Assignment
When the line containing "Target: green leaf" appears in the listing below, set it down along with each later line through the end, exactly as written, and nothing before it.
── Given data
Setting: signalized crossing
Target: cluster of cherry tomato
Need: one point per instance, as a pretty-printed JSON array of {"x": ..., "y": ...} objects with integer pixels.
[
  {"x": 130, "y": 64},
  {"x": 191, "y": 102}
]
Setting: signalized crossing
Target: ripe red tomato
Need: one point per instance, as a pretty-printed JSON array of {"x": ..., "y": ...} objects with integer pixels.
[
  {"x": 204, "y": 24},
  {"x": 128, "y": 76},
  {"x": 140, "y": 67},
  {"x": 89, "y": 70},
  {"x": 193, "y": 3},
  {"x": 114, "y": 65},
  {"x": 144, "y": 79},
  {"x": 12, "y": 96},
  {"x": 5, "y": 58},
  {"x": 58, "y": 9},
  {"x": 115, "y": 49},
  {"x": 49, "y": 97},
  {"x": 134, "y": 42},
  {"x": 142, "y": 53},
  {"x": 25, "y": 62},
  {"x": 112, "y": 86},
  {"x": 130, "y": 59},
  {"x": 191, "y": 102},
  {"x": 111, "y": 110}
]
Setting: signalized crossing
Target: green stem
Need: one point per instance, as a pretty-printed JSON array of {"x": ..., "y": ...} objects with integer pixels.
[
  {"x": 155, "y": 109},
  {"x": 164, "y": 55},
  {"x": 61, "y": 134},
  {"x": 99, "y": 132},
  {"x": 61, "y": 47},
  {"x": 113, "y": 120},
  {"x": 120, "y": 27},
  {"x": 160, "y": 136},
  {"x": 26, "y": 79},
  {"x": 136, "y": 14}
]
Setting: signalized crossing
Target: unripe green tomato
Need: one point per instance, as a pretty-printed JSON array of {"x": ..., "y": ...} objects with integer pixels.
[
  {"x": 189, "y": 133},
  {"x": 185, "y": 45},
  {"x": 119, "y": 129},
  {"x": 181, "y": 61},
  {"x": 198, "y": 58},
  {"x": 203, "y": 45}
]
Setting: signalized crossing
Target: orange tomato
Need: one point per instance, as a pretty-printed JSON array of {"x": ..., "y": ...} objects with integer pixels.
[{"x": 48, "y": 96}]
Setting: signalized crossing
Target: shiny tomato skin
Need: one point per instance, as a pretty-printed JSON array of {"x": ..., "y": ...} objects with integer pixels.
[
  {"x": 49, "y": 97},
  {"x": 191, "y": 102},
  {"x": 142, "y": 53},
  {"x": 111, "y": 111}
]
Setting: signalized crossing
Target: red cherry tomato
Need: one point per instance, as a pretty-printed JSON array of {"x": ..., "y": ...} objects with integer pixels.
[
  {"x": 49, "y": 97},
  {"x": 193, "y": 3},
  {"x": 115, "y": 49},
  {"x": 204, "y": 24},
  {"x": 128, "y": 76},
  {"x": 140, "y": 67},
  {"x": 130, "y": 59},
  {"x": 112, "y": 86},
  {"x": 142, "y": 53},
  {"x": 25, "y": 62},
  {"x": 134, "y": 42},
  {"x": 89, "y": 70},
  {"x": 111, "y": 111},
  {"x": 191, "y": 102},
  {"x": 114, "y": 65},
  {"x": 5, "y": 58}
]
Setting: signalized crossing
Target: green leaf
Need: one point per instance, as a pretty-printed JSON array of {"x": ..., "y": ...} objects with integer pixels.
────
Answer
Target: green leaf
Need: one point per instance, as a pretty-printed JSON array of {"x": ..., "y": ...} objects with integer pixels.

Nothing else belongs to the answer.